## GIVEN PROBLEM 1
From the excerpt about Jack Swarbrick, extract everything from "After a quick" down to "almost three decades.".
## GIVEN PROBLEM 2
Do these statements agree with the excerpt about Jack Swarbrick? For each, answer yes or no and quote the deciding words. (a) Swarbrick will be the university's 12th athletic director. (b) Swarbrick has been with his law firm for about ten years. (c) Kevin White is leaving the school for Duke University.
## GIVEN PROBLEM 3
According to the excerpt about Jack Swarbrick, on what date does he officially start his new position?

## SOURCE EXTRACT
****************************************
After a quick stop in Beijing with his Summer Olympic clients, that is.

John "Jack" Swarbrick will start his new position officially Aug. 18. He'll be the university's 12th athletic director, which means the sports law and economic development attorney will leave the firm he's been with for almost three decades.

"Sports is a very important industry in Indianapolis, and this is an extraordinary job opportunity to get me away from a truly extraordinary law firm," the 54-year-old said.

Those in the Indianapolis sports world know his name well; Swarbrick is the former chairman of the Indiana Sports Corp., was instrumental in securing the NCAA headquarters here, and was a key player in getting the 2012 Super Bowl and men's basketball NCAA Tournament to come to Indianapolis.

Swarbrick said he's had a number of offers throughout the years, but this possibility started to seem interesting following head football coach Tyrone Willingham's 2004 firing, Charlie Weis' subsequent hiring, and the recent decision by Athletic Director Kevin White to leave the school for Duke University.
****************************************
## Records of labeled points
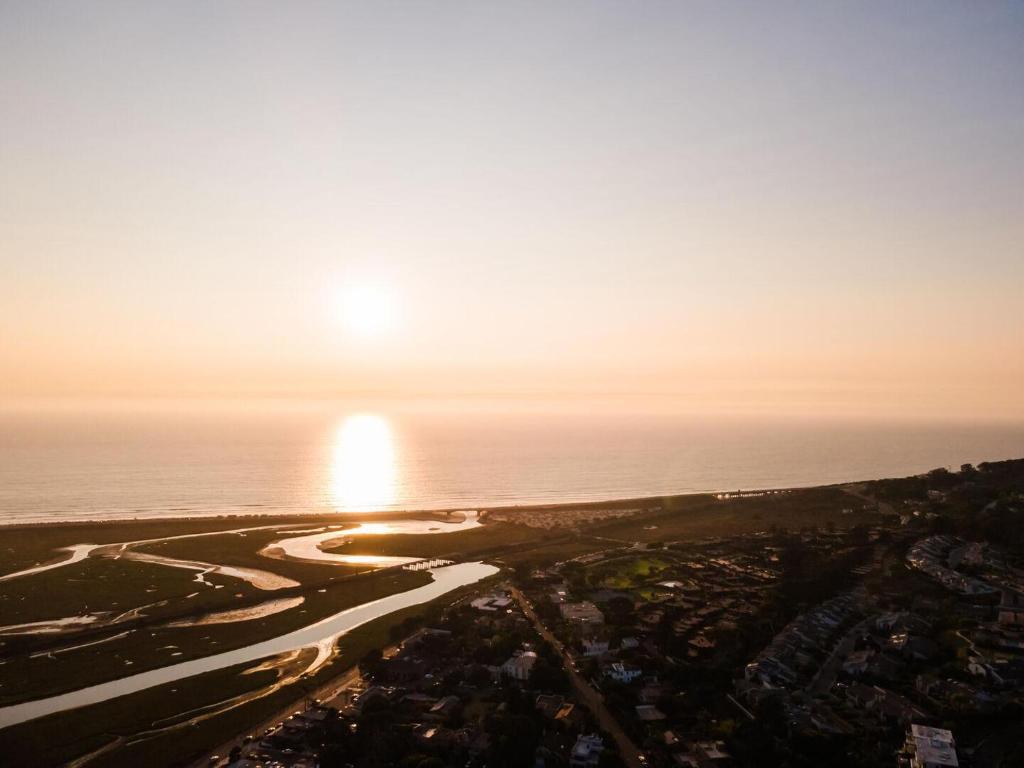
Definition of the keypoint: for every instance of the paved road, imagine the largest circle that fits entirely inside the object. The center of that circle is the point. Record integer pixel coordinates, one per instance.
(585, 691)
(828, 672)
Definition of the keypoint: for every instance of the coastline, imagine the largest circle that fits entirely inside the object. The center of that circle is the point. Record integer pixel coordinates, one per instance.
(440, 514)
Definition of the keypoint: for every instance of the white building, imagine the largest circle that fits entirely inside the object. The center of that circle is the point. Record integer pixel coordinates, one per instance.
(584, 612)
(931, 748)
(594, 647)
(586, 752)
(624, 673)
(520, 665)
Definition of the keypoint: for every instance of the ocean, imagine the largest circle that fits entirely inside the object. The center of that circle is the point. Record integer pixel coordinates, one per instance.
(76, 462)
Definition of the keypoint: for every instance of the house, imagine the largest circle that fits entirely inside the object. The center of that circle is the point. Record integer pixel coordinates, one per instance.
(930, 748)
(445, 708)
(856, 663)
(582, 612)
(492, 603)
(549, 705)
(586, 752)
(649, 713)
(519, 666)
(594, 647)
(424, 635)
(705, 754)
(624, 673)
(652, 691)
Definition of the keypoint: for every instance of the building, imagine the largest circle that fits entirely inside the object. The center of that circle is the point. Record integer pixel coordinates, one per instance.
****************************************
## RIGHT ANSWER 1
After a quick stop in Beijing with his Summer Olympic clients, that is.

John "Jack" Swarbrick will start his new position officially Aug. 18. He'll be the university's 12th athletic director, which means the sports law and economic development attorney will leave the firm he's been with for almost three decades.

## RIGHT ANSWER 2
(a) Yes: "He'll be the university's 12th athletic director"
(b) No: "the firm he's been with for almost three decades"
(c) Yes: "the recent decision by Athletic Director Kevin White to leave the school for Duke University"

## RIGHT ANSWER 3
Aug. 18